Please reproduce each of the records below word for word, leaving every line unchanged.
*** Data for this exercise ***
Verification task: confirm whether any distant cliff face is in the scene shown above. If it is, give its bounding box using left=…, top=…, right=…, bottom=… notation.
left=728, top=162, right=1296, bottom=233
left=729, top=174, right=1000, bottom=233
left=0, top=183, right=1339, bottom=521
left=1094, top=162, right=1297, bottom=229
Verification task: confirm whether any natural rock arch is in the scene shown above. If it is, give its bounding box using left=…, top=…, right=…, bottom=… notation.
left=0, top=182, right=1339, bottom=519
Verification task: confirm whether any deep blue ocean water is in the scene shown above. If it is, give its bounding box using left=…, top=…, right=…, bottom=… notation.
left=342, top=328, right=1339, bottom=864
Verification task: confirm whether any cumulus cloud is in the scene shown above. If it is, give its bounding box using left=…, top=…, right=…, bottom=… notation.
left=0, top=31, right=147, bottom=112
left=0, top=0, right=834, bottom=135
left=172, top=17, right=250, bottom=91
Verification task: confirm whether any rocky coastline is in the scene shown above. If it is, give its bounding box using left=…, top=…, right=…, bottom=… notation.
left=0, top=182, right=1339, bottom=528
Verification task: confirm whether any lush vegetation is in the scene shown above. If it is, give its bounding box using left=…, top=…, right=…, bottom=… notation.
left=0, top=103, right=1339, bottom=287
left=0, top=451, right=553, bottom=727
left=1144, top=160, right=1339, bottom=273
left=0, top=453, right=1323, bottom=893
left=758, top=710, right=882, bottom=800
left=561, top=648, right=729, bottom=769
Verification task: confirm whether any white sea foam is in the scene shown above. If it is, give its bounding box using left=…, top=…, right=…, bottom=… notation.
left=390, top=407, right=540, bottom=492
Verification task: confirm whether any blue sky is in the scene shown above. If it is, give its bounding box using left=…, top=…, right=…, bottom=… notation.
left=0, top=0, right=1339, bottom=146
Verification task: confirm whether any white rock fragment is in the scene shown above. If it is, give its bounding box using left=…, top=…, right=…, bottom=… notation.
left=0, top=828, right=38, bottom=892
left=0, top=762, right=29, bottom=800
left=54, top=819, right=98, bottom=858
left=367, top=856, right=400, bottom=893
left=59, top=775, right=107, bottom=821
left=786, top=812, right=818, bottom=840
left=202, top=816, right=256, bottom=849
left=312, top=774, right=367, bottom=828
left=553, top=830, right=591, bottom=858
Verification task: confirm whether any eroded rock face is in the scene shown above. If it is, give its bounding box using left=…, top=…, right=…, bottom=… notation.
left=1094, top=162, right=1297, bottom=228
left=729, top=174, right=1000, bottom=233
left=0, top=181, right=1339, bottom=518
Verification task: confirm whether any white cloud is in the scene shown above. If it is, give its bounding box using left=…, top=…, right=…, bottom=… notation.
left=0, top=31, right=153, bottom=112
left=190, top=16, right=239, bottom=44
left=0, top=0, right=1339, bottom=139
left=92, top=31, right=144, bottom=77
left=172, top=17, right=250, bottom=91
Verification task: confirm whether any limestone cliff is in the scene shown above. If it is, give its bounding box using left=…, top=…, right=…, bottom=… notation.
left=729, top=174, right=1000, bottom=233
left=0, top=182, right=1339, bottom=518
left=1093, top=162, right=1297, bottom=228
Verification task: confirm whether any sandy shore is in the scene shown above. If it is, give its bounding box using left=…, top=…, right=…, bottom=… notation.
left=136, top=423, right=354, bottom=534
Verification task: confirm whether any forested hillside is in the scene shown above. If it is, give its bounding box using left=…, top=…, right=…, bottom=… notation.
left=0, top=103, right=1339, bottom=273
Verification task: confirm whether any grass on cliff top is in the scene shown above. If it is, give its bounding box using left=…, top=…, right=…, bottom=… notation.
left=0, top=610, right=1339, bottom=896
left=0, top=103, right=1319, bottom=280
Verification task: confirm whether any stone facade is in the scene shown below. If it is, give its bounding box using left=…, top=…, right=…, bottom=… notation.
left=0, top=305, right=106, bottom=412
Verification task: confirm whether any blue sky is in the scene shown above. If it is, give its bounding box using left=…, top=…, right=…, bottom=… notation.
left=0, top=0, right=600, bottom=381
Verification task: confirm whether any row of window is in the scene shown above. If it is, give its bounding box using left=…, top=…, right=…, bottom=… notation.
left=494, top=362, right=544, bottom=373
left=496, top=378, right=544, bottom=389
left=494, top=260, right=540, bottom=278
***
● Result:
Verification task: confirm whether any distant cliff face is in the scene shown above. If it is, give its bounding box using left=…, top=…, right=…, bottom=… notation.
left=728, top=162, right=1296, bottom=233
left=729, top=174, right=1000, bottom=233
left=0, top=183, right=1339, bottom=521
left=1094, top=162, right=1297, bottom=229
Verification task: confirm whether any natural rock arch is in the scene shown above. If it is, give its bounding box using left=…, top=…, right=…, bottom=… notation.
left=0, top=182, right=1339, bottom=519
Verification task: confirm whether any deep blue ocean water is in the scene shown above. If it is, give its bounding box using left=…, top=…, right=…, bottom=… notation.
left=342, top=328, right=1339, bottom=864
Verification task: confirm whether any cumulus cloud is in the scene shown above. If it is, give its bounding box using left=…, top=…, right=…, bottom=… notation.
left=0, top=31, right=147, bottom=112
left=0, top=0, right=834, bottom=135
left=172, top=17, right=250, bottom=91
Verification task: confirm whether any rocky coastline is in the scene shown above. If it is, give its bounding box using left=…, top=…, right=…, bottom=… notation.
left=0, top=182, right=1339, bottom=528
Verification task: confirm whether any lush vegetation is in the scene shown above. If it is, give its bounding box using left=…, top=…, right=…, bottom=… notation.
left=0, top=103, right=1339, bottom=287
left=0, top=451, right=553, bottom=727
left=1144, top=160, right=1339, bottom=273
left=0, top=453, right=1323, bottom=893
left=758, top=710, right=882, bottom=800
left=561, top=648, right=729, bottom=769
Verification task: confirm whether any white sea foam is in the scene shown above. If it is, give its bounding box using left=…, top=…, right=…, bottom=… notation.
left=390, top=407, right=540, bottom=492
Verification task: confirm whether any blue sky is in the scene shown above. If it is, give its bounding box using left=…, top=…, right=…, bottom=… notation.
left=0, top=0, right=1339, bottom=146
Verification task: confirm whether any white rock fragment is in the scene shown above. If it is, give its bounding box using left=…, top=…, right=…, bottom=… notation.
left=0, top=828, right=38, bottom=892
left=0, top=762, right=29, bottom=800
left=54, top=819, right=98, bottom=858
left=367, top=856, right=400, bottom=893
left=59, top=775, right=107, bottom=821
left=786, top=812, right=818, bottom=840
left=202, top=816, right=256, bottom=849
left=312, top=774, right=367, bottom=828
left=553, top=830, right=591, bottom=858
Verification task: confirm whether any eroded rock face is in the scene shown above. If it is, give its bounding box using left=…, top=…, right=…, bottom=… notation.
left=1094, top=162, right=1297, bottom=228
left=729, top=174, right=1000, bottom=233
left=0, top=181, right=1339, bottom=518
Verification task: confirm whether any white cloud is in the scene shown above. If it is, give its bounding box using left=…, top=…, right=…, bottom=… notation.
left=0, top=31, right=153, bottom=112
left=190, top=16, right=239, bottom=44
left=0, top=0, right=1339, bottom=139
left=92, top=31, right=144, bottom=77
left=172, top=17, right=250, bottom=91
Verification task: confirm whether any limestone cliff is in the scene shown above. If it is, give its bounding box using left=…, top=…, right=…, bottom=… notation.
left=729, top=174, right=1000, bottom=233
left=0, top=182, right=1339, bottom=518
left=1093, top=162, right=1297, bottom=228
Verification task: confirm whether any sandy shore is in the scene shown above. If it is, give its bounding box using left=…, top=…, right=…, bottom=… notation.
left=136, top=423, right=354, bottom=534
Verification task: confirm whether any forested hillside is in the scene shown above. If it is, give its bounding box using left=…, top=…, right=…, bottom=… notation.
left=0, top=103, right=1339, bottom=273
Verification task: confirm whether any grass on cliff top is in the scene shown above. If it is, give its bounding box using left=…, top=…, right=…, bottom=… notation.
left=0, top=610, right=1339, bottom=896
left=0, top=103, right=1319, bottom=280
Verification task: confirm whether any stone facade is in the scene shown below. If it is, give its bounding box using left=…, top=…, right=…, bottom=… notation.
left=0, top=305, right=106, bottom=412
Verification task: confirm whether any blue sky is in the scene shown above. If it is, give its bounding box using left=…, top=…, right=…, bottom=… notation.
left=0, top=0, right=600, bottom=381
Verification task: confirm whether any row of window is in the scene shown above. If it is, give its bounding box using left=…, top=…, right=…, bottom=… notation.
left=494, top=362, right=544, bottom=373
left=496, top=378, right=544, bottom=389
left=494, top=260, right=540, bottom=278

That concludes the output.